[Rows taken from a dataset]
***

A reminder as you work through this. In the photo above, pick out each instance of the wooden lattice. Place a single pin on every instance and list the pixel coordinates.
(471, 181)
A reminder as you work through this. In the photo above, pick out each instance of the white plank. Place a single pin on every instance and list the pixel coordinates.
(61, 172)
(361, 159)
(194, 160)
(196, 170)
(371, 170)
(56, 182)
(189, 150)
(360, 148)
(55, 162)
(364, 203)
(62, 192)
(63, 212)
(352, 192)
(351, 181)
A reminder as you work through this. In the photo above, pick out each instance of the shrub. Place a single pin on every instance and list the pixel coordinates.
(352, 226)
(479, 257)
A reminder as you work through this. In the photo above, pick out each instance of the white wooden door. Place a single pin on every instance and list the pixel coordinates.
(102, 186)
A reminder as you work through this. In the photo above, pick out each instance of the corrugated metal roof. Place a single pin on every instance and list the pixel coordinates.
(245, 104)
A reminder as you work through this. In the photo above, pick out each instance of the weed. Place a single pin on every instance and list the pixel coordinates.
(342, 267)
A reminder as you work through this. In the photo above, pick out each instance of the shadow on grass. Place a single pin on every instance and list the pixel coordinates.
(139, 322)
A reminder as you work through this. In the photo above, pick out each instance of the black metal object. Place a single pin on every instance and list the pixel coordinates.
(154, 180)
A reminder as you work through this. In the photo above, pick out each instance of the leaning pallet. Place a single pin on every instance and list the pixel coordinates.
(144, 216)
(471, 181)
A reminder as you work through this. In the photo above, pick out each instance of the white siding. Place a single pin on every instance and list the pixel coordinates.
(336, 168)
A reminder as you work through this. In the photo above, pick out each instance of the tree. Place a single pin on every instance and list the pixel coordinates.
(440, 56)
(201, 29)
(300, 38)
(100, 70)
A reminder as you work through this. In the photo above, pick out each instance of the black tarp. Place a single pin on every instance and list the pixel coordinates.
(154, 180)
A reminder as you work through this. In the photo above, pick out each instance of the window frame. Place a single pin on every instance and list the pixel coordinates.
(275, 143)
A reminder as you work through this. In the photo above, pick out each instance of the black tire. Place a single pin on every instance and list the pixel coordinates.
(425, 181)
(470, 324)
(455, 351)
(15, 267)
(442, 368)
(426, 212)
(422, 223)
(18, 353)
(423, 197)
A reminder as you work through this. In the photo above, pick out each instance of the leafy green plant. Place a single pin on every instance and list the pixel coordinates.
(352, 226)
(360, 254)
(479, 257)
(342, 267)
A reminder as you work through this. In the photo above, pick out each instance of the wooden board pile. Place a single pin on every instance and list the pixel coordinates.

***

Reproduce every line of the listing above without altering a single character.

A reminder as you work through this. In the photo above, pick out each instance of the wooden lattice. Place a single pin on every instance and list the pixel coordinates.
(471, 181)
A reminder as you work through this. In the photo above, pick out each instance of the white plank. Place a single pin on every instance and list the pixel coordinates.
(61, 172)
(361, 159)
(194, 160)
(196, 170)
(371, 170)
(56, 182)
(189, 150)
(360, 148)
(55, 162)
(364, 203)
(62, 192)
(63, 212)
(352, 192)
(351, 181)
A reminder as you work through this. In the photo above, pick out each instance of the shrub. Place a single pin on every instance and list the pixel coordinates.
(352, 226)
(479, 257)
A reminder as you work through this. In the photo above, pick out each instance of the white wooden door. Place a single pin on every instance and list the pixel coordinates.
(102, 186)
A reminder as you work through this. In the photo above, pick out each instance of the corrugated metal roof. Place a single pin on every instance and list the pixel coordinates.
(245, 104)
A reminder as you work through this. In the photo above, pick out each instance of the weed. Place a single pin on every instance and list the pixel coordinates.
(342, 267)
A reminder as you work through this. In the photo above, pick out each instance of the shadow on grass. Place a single pin on every instance and list the pixel coordinates.
(139, 322)
A reminder as you work through this. In the photo above, pick out each instance of the black metal object. Place a single pin on every instance and list the pixel coordinates.
(154, 180)
A reminder as you work through this. In the photo above, pick out each instance of the leaning pallet. Place a single pin on every instance and list the pixel coordinates.
(144, 216)
(471, 181)
A reminder as you work through this. In the photo above, pick out each instance of the white siding. Place a single pin on every instance and list the pixel coordinates.
(336, 168)
A reminder as you work through this. In the photo above, pick out each instance of the tree. Place a single pin on every instance and list the pixel coordinates.
(440, 56)
(201, 29)
(300, 38)
(100, 70)
A reminder as you work through this. In the photo above, pick out each instance of the black tarp. Place a single pin on every instance and list the pixel coordinates.
(154, 180)
A reminder as you work through this. In the photo above, pick out each instance of the window frame. Place a single pin on every instance and list the pixel coordinates.
(275, 143)
A reminder as you work through this. In the photo above, pick out each instance of the black tire. Place a single pin on every instance and list the pixel coordinates.
(425, 181)
(470, 324)
(455, 351)
(15, 267)
(442, 368)
(426, 212)
(422, 223)
(18, 353)
(423, 197)
A reminder as you work through this. In the photo above, pick out each instance of the leafy green plant. Place a single pin on every instance and list the pixel coordinates.
(352, 226)
(360, 254)
(479, 257)
(342, 267)
A reminder as you work through this. In the photo above, pick out each instance of the wooden board pile. Place a single pin on every instance and list the pixel coordinates.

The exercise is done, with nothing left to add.